● **GOAL**
Reproduce every one of the records below character for character.

## Start ENTRIES SHOWN

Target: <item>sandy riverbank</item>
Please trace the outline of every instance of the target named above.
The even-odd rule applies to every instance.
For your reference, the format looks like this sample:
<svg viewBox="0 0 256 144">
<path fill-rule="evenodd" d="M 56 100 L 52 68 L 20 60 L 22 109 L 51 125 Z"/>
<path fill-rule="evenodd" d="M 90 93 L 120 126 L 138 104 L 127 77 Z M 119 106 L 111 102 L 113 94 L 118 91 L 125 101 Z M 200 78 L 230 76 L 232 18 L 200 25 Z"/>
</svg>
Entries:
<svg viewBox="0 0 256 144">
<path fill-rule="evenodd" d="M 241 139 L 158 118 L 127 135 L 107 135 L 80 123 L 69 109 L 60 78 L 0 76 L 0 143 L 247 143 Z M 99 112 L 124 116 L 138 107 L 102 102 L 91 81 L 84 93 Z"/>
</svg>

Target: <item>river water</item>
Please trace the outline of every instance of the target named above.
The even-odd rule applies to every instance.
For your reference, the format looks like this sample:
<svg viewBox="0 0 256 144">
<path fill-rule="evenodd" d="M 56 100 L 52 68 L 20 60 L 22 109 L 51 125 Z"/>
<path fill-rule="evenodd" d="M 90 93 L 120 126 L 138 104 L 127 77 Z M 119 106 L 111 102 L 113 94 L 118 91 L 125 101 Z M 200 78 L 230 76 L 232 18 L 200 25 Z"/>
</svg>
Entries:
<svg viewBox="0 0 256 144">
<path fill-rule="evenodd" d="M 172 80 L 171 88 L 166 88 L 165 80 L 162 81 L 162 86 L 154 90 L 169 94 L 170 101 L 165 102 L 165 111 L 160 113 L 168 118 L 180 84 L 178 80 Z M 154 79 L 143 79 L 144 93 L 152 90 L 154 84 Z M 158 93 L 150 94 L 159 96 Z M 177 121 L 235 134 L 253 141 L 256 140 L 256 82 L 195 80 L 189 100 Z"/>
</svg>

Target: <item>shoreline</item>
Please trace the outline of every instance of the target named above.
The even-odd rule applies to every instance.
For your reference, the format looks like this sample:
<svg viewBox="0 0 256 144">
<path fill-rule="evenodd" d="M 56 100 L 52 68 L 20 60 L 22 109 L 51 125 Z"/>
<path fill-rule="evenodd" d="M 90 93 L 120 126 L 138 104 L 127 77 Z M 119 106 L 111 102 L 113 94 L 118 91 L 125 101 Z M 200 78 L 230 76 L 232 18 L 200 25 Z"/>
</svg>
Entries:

## End ENTRIES SHOWN

● **REPLY TO THE TASK**
Target: <item>sandy riverbank</item>
Please trace the outline of every instance of the target named above.
The even-odd rule applies to every instance.
For your reference, the format looks like this sample:
<svg viewBox="0 0 256 144">
<path fill-rule="evenodd" d="M 56 100 L 52 68 L 20 60 L 22 109 L 51 125 Z"/>
<path fill-rule="evenodd" d="M 90 93 L 120 126 L 138 104 L 127 77 Z M 119 106 L 111 102 L 113 94 L 118 91 L 125 101 Z M 200 78 L 230 76 L 232 18 L 200 25 Z"/>
</svg>
Entries:
<svg viewBox="0 0 256 144">
<path fill-rule="evenodd" d="M 241 139 L 158 118 L 127 135 L 107 135 L 80 123 L 69 109 L 60 78 L 0 76 L 0 143 L 247 143 Z M 99 112 L 124 116 L 138 107 L 102 102 L 91 81 L 84 93 Z"/>
</svg>

Target: <item>river water</item>
Please trace the outline of every instance of the target named above.
The even-odd rule applies to every instance.
For your reference, the format looks like this sample:
<svg viewBox="0 0 256 144">
<path fill-rule="evenodd" d="M 56 100 L 52 68 L 20 60 L 22 109 L 51 125 Z"/>
<path fill-rule="evenodd" d="M 90 93 L 120 126 L 138 104 L 127 77 Z M 119 106 L 111 102 L 113 94 L 118 91 L 125 101 Z M 200 78 L 230 76 L 232 18 L 200 25 Z"/>
</svg>
Entries:
<svg viewBox="0 0 256 144">
<path fill-rule="evenodd" d="M 172 80 L 171 88 L 166 88 L 165 80 L 162 81 L 162 86 L 154 90 L 169 94 L 170 101 L 165 102 L 165 111 L 160 113 L 168 118 L 180 84 L 178 80 Z M 154 79 L 143 79 L 144 93 L 152 90 L 154 84 Z M 158 93 L 150 94 L 159 96 Z M 177 121 L 235 134 L 253 141 L 256 140 L 256 82 L 195 80 L 189 100 Z"/>
</svg>

Target: <item>shoreline</item>
Please trace the outline of every instance of the target named above.
The even-odd rule applies to every instance.
For your reference, the format looks like this sample:
<svg viewBox="0 0 256 144">
<path fill-rule="evenodd" d="M 56 100 L 52 68 L 20 60 L 22 109 L 51 125 Z"/>
<path fill-rule="evenodd" d="M 90 93 L 120 126 L 138 104 L 127 77 Z M 119 106 L 111 102 L 113 94 L 118 91 L 125 101 Z M 200 78 L 230 76 L 232 18 L 200 25 Z"/>
</svg>
Entries:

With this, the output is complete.